*Objectif*
Dans l'extrait ci-dessous sur la politique linguistique au Tchad, relevez toutes les œuvres littéraires mentionnées en indiquant l'auteur de chacune.

*Extrait du document*
<<<<

Cette inter-communicabilité linguistique peut conduire à une politique économique. Quand la langue pose des problèmes ségrégationnistes le pays régresse. Bref la politique linguistique commune, nationale favorise la tolérance et le commerce. Les peuples qui échangent biens et valeurs doivent se sentir heureux et libres en groupe. La division Nord-Sud tant décriée à fait d'Abéché (la capitale du Ouaddaï) le pôle économique arabo-musulman et de Moundou (au Logone occidental) le principal centre économique du Sud. Les données tendent cependant à changer ces dix dernières années.

Sur le plan socioculturel, la société, la famille, la culture et la religion d'autrui assaillent, si l'altérité cède sa place à la haine. L'Autre est une valeur, un ami potentiel. Le brassage est indispensable. Les termes « doum », « saray » et « banana » ont au Tchad une connotation péjorative qui divise les concitoyens. Baba Moustapha (Le Souffle de l'harmattan), Nocky Djédanoum (Illusions) et Marie Christine Koundja (Al-Istifack ou l'idylle de mes amis), etc. ont prôné l'unité par le mariage mixte malgré l'opposition sociale, culturelle, politique et religieuse. C'est vrai. Mais combien de Tchadiens ont franchi le premier pas ? Les quartiers des villes sont toujours restés séparés. Le refus de la différence et l'intolérance divisent le pays et fragilisent l'effort littéraire. Le souhait de tout écrivain est d'être lu en premier par le plus grand nombre possible de ses compatriotes. Si les hommes politiques placent les langues officielles au centre des initiatives, leur développement va favoriser la visibilité de la littérature sur le plan national. Les religieux et les politiques ne doivent pas voir en elles des véhicules de clivage et de division. La rentabilité économique favorisera la production, la diffusion et la lecture des oeuvres d'auteurs tchadiens.

>>>>

*Extrait des données*
<<<<

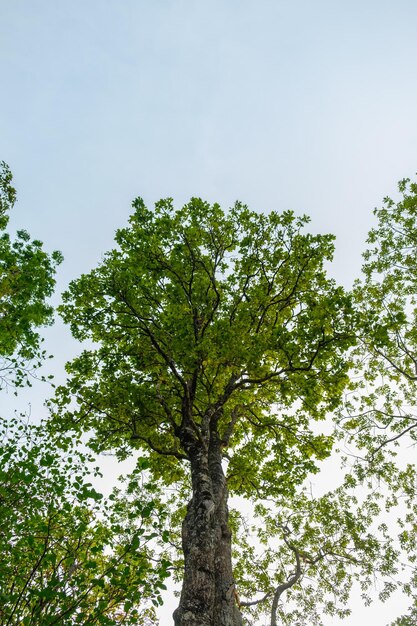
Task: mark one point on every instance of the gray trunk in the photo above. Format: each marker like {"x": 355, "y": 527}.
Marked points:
{"x": 208, "y": 595}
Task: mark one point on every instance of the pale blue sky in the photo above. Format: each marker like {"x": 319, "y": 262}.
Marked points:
{"x": 303, "y": 104}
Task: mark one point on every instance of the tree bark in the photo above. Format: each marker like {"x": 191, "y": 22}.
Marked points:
{"x": 208, "y": 596}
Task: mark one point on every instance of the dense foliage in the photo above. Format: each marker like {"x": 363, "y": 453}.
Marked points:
{"x": 224, "y": 359}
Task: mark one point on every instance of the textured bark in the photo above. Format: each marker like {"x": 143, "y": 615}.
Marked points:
{"x": 208, "y": 594}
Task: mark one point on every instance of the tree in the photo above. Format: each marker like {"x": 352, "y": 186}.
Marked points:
{"x": 26, "y": 282}
{"x": 218, "y": 340}
{"x": 380, "y": 414}
{"x": 68, "y": 556}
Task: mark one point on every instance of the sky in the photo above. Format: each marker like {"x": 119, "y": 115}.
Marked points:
{"x": 300, "y": 105}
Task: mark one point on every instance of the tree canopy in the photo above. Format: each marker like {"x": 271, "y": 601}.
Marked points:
{"x": 26, "y": 282}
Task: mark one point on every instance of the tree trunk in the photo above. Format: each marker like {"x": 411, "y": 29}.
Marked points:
{"x": 208, "y": 595}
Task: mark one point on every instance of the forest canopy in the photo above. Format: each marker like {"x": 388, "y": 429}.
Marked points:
{"x": 222, "y": 356}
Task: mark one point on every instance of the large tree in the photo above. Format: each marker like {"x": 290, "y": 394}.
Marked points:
{"x": 218, "y": 339}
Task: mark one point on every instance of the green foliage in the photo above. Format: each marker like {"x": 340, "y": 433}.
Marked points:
{"x": 26, "y": 282}
{"x": 230, "y": 315}
{"x": 68, "y": 556}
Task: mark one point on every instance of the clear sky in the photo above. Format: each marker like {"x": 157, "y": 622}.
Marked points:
{"x": 300, "y": 104}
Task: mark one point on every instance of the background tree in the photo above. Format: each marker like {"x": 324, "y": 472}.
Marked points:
{"x": 219, "y": 339}
{"x": 26, "y": 282}
{"x": 379, "y": 416}
{"x": 67, "y": 556}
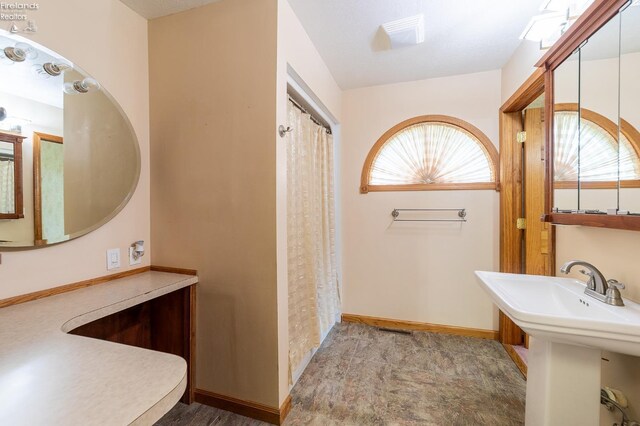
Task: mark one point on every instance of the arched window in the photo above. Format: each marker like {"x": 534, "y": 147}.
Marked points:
{"x": 431, "y": 152}
{"x": 598, "y": 149}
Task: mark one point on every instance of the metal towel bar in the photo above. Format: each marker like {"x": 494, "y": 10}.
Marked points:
{"x": 462, "y": 214}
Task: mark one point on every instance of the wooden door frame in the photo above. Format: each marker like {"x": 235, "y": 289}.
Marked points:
{"x": 511, "y": 189}
{"x": 38, "y": 137}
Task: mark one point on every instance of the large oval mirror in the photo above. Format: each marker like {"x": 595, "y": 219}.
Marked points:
{"x": 74, "y": 148}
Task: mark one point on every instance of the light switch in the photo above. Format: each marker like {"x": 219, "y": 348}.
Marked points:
{"x": 132, "y": 258}
{"x": 113, "y": 259}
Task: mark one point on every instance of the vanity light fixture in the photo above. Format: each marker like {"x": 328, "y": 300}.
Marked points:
{"x": 556, "y": 18}
{"x": 86, "y": 85}
{"x": 30, "y": 28}
{"x": 20, "y": 52}
{"x": 50, "y": 69}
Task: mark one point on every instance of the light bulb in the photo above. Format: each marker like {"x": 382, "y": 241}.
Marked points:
{"x": 14, "y": 54}
{"x": 50, "y": 69}
{"x": 87, "y": 85}
{"x": 29, "y": 51}
{"x": 31, "y": 27}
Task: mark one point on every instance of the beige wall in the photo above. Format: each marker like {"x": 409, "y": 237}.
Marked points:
{"x": 612, "y": 251}
{"x": 213, "y": 114}
{"x": 417, "y": 271}
{"x": 295, "y": 51}
{"x": 519, "y": 67}
{"x": 92, "y": 35}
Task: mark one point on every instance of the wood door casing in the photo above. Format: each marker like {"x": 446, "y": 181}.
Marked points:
{"x": 537, "y": 233}
{"x": 510, "y": 202}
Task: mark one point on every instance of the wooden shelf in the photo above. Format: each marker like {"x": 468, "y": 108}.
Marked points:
{"x": 631, "y": 223}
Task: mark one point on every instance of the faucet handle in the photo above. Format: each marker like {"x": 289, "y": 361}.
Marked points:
{"x": 586, "y": 272}
{"x": 615, "y": 284}
{"x": 613, "y": 296}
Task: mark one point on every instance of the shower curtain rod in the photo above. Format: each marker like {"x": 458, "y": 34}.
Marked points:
{"x": 315, "y": 120}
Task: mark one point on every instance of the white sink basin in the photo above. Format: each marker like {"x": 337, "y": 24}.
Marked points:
{"x": 557, "y": 310}
{"x": 569, "y": 330}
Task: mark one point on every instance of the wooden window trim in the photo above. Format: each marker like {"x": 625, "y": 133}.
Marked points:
{"x": 38, "y": 137}
{"x": 473, "y": 131}
{"x": 631, "y": 133}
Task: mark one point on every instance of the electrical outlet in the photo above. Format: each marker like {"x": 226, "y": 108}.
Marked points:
{"x": 132, "y": 259}
{"x": 113, "y": 259}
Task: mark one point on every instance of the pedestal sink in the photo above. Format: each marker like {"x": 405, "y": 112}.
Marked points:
{"x": 569, "y": 330}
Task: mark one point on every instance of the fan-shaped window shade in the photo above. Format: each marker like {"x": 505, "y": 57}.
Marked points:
{"x": 431, "y": 153}
{"x": 598, "y": 150}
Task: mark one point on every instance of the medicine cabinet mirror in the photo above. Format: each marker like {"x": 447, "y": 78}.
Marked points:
{"x": 596, "y": 117}
{"x": 74, "y": 154}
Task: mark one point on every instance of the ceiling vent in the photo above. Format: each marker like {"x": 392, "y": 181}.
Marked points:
{"x": 405, "y": 32}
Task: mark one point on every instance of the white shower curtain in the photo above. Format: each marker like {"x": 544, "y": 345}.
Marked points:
{"x": 6, "y": 187}
{"x": 314, "y": 301}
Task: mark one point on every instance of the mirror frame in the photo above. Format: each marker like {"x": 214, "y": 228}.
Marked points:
{"x": 596, "y": 16}
{"x": 16, "y": 141}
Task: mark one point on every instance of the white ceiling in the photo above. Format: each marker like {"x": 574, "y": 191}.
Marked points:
{"x": 151, "y": 9}
{"x": 461, "y": 36}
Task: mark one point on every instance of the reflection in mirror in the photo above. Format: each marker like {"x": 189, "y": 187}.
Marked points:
{"x": 598, "y": 164}
{"x": 7, "y": 181}
{"x": 566, "y": 83}
{"x": 81, "y": 156}
{"x": 48, "y": 187}
{"x": 11, "y": 196}
{"x": 630, "y": 108}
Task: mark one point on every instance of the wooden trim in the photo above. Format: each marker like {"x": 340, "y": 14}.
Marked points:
{"x": 432, "y": 187}
{"x": 515, "y": 357}
{"x": 285, "y": 408}
{"x": 18, "y": 194}
{"x": 549, "y": 119}
{"x": 15, "y": 300}
{"x": 626, "y": 128}
{"x": 628, "y": 222}
{"x": 588, "y": 23}
{"x": 420, "y": 326}
{"x": 528, "y": 92}
{"x": 469, "y": 128}
{"x": 244, "y": 408}
{"x": 572, "y": 184}
{"x": 38, "y": 137}
{"x": 191, "y": 324}
{"x": 173, "y": 270}
{"x": 511, "y": 173}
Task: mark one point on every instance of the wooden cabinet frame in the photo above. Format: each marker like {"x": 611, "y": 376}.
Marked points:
{"x": 598, "y": 14}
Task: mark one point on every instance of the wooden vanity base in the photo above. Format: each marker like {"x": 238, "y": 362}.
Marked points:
{"x": 164, "y": 324}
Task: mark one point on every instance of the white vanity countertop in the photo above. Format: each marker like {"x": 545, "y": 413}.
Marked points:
{"x": 49, "y": 377}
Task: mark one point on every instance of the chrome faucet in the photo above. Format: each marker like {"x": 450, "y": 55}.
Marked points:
{"x": 597, "y": 286}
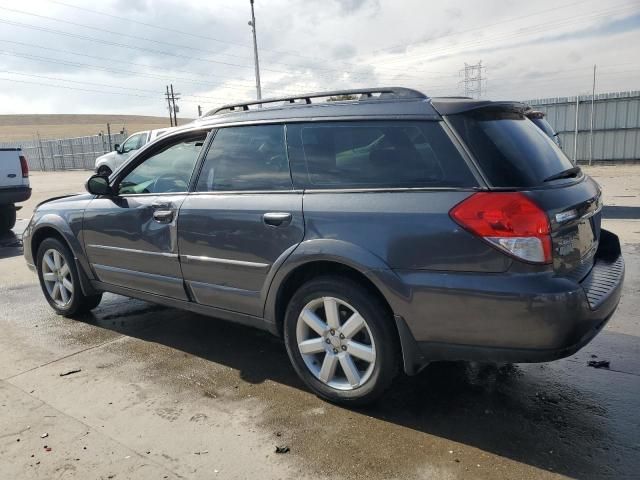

>>>>

*Résultat*
- Le Souffle de l'harmattan, de Baba Moustapha
- Illusions, de Nocky Djédanoum
- Al-Istifack ou l'idylle de mes amis, de Marie Christine Koundja